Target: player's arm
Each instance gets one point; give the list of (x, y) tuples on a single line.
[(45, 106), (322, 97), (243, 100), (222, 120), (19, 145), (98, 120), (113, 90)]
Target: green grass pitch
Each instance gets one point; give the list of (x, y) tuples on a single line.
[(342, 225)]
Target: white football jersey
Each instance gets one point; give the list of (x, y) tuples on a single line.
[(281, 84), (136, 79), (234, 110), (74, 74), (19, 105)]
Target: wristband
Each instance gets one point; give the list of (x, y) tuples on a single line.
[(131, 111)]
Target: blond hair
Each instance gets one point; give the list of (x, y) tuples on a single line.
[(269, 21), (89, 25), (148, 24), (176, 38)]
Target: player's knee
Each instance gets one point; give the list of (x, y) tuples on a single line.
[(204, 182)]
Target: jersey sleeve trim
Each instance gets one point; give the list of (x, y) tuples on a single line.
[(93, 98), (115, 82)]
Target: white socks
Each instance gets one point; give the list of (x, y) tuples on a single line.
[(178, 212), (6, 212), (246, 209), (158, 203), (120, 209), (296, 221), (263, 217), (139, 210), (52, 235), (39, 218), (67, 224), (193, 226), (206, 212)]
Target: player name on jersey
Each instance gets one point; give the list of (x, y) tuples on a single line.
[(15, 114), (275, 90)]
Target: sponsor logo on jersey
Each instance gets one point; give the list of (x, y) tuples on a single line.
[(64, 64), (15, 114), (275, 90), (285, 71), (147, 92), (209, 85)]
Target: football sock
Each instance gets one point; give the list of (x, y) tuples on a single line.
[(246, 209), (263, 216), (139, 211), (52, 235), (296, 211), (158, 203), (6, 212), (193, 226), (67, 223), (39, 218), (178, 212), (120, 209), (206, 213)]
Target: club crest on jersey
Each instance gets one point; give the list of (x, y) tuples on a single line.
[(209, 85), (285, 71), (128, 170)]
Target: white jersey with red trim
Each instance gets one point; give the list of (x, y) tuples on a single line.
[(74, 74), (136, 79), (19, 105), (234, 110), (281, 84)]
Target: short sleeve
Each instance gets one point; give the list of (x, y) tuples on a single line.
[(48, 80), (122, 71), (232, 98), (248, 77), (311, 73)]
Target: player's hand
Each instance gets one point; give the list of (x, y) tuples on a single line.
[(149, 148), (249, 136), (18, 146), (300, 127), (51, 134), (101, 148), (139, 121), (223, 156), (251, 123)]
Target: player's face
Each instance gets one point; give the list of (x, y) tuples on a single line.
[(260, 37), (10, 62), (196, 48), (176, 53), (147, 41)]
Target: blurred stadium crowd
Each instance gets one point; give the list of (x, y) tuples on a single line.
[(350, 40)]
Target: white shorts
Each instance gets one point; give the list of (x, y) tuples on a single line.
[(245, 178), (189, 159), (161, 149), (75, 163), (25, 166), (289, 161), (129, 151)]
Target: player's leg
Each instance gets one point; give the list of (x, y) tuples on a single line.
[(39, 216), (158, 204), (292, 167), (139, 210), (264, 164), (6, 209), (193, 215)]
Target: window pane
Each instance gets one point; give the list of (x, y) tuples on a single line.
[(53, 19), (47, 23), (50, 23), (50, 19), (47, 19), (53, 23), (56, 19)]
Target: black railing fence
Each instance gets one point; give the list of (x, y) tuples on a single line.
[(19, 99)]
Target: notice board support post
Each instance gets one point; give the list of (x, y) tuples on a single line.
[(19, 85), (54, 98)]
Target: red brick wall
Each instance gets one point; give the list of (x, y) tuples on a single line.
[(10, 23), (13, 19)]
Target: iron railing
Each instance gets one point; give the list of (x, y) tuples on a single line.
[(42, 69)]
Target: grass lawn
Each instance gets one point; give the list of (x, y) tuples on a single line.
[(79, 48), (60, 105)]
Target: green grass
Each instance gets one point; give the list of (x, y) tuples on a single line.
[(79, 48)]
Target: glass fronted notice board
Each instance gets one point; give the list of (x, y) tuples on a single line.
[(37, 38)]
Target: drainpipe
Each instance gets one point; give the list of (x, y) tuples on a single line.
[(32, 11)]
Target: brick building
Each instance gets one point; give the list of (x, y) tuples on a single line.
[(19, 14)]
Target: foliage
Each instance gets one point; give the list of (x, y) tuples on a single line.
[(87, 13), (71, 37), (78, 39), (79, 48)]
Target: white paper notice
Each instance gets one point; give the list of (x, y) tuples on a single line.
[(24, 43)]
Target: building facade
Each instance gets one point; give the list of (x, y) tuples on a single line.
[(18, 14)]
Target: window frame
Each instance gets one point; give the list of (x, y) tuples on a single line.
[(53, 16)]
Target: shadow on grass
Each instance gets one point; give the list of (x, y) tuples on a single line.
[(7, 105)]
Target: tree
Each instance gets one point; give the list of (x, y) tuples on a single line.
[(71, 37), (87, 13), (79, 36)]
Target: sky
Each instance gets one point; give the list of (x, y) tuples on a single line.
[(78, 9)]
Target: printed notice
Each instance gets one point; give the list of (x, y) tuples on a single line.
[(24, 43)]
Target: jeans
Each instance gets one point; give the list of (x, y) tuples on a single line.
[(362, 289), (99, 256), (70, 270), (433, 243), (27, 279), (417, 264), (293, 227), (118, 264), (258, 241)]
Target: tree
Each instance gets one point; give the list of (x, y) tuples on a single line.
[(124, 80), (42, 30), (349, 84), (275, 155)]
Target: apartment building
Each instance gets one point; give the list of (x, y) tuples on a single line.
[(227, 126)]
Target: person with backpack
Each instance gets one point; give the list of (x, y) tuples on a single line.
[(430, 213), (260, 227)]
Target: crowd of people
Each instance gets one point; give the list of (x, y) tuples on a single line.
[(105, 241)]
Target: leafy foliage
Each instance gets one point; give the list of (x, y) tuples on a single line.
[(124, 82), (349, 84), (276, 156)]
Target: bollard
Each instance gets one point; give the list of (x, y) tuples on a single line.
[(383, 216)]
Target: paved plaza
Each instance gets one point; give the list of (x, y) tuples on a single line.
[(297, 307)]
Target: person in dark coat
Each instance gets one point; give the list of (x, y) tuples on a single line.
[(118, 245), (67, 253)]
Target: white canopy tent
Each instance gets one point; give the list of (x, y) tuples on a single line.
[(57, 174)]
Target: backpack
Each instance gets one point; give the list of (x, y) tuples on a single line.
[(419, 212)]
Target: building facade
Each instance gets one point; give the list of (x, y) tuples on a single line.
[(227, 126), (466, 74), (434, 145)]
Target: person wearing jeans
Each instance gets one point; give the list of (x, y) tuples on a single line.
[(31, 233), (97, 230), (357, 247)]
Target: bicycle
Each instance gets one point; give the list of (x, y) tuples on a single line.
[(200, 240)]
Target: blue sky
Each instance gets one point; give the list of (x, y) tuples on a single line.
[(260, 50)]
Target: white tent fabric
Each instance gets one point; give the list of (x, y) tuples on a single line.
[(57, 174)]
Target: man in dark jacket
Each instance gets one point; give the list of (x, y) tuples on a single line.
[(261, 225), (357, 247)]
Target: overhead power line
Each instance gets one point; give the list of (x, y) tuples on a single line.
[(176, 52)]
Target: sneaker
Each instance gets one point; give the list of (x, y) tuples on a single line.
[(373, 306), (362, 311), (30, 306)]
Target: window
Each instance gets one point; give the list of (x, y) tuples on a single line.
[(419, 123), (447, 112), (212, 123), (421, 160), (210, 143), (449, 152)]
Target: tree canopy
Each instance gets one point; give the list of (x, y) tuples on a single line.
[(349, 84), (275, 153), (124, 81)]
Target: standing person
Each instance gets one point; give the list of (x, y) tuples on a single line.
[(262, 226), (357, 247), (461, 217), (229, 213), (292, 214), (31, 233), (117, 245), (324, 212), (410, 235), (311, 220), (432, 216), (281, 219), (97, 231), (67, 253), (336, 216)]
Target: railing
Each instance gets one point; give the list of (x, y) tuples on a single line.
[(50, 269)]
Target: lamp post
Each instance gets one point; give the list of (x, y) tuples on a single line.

▬▬▬▬▬▬

How to complete this task:
What are the exact lines from the beginning of the material through the line containing "Target: blond hair"? Write out those lines alone.

Result below:
Target: player's arm
Each instance gets one point; give the list of (x, y) tuples on a single line.
[(45, 106), (322, 97), (243, 100), (222, 120), (19, 145), (98, 120), (113, 90)]
Target: green grass pitch
Each instance gets one point; give the list of (x, y) tuples on a single line.
[(342, 225)]
Target: white football jersey
Each instance gets one point; give the list of (x, y) tuples on a single line.
[(281, 84), (136, 79), (234, 110), (74, 74), (19, 105)]
Target: wristband
Each instance gets one point; give the list of (x, y) tuples on a single line.
[(131, 111)]
Target: blond hair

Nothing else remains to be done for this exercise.